WORK TO COMPLETE: From the entries that follow, list every line in which the string "with" appears.
══ INPUT RECORDS ══
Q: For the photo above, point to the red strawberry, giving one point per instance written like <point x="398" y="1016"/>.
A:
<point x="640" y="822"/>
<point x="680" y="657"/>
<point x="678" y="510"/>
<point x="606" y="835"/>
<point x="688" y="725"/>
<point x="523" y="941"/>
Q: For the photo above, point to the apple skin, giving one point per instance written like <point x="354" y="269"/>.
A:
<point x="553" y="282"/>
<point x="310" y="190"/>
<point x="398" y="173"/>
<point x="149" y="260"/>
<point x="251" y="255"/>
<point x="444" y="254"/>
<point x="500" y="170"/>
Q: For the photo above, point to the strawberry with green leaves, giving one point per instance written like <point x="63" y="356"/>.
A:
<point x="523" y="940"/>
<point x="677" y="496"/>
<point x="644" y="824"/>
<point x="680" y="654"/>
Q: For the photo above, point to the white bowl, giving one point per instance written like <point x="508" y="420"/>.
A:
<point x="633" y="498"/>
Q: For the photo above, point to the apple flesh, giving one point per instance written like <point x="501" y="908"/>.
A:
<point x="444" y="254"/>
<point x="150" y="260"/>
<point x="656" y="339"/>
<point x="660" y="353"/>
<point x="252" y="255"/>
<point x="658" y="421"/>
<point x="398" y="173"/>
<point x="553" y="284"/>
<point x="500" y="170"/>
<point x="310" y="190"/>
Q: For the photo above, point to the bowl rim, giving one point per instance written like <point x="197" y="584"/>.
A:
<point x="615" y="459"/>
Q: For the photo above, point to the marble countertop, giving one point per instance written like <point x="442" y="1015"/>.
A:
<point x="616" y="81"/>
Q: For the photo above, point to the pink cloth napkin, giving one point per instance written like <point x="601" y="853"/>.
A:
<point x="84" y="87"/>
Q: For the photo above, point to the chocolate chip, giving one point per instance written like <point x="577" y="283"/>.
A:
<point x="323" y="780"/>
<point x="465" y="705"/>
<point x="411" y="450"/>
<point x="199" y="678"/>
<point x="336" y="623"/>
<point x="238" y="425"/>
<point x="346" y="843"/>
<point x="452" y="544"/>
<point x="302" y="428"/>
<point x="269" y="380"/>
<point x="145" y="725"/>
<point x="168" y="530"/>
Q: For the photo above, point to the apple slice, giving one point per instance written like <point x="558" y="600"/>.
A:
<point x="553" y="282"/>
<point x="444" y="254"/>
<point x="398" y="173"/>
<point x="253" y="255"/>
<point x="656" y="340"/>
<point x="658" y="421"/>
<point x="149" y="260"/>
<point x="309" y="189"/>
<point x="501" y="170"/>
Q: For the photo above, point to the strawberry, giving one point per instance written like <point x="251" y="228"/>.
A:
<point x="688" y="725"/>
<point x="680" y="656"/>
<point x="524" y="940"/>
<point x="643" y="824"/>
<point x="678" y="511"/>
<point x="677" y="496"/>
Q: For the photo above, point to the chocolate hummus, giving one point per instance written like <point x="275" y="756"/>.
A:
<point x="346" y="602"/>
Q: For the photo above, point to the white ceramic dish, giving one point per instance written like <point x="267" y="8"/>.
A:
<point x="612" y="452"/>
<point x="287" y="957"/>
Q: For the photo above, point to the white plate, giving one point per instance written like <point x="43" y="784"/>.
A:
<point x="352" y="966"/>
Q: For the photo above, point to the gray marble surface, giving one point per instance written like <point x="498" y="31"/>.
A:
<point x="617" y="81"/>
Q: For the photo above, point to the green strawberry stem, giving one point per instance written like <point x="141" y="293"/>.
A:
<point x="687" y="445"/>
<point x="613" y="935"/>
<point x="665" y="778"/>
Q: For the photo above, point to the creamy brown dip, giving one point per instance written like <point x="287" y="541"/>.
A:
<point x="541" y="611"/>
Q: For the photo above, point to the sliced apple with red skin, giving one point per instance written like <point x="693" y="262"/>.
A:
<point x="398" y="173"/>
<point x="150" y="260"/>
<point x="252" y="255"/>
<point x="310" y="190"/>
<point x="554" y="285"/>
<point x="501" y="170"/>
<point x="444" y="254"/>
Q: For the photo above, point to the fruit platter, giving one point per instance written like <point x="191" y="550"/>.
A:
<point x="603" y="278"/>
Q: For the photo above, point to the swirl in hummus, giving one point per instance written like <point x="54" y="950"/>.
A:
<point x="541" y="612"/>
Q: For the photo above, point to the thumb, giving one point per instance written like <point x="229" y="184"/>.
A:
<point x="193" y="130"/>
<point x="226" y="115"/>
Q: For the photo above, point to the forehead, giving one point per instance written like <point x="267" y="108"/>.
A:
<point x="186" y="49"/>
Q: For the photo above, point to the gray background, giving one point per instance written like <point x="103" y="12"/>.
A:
═══
TASK RESULT:
Q: For the photo above, point to the strawberry with green leaves, giving one point per instance written like <point x="63" y="356"/>.
Q: For the photo above, point to the sliced apple with red skin, giving one point per instance written like <point x="693" y="262"/>.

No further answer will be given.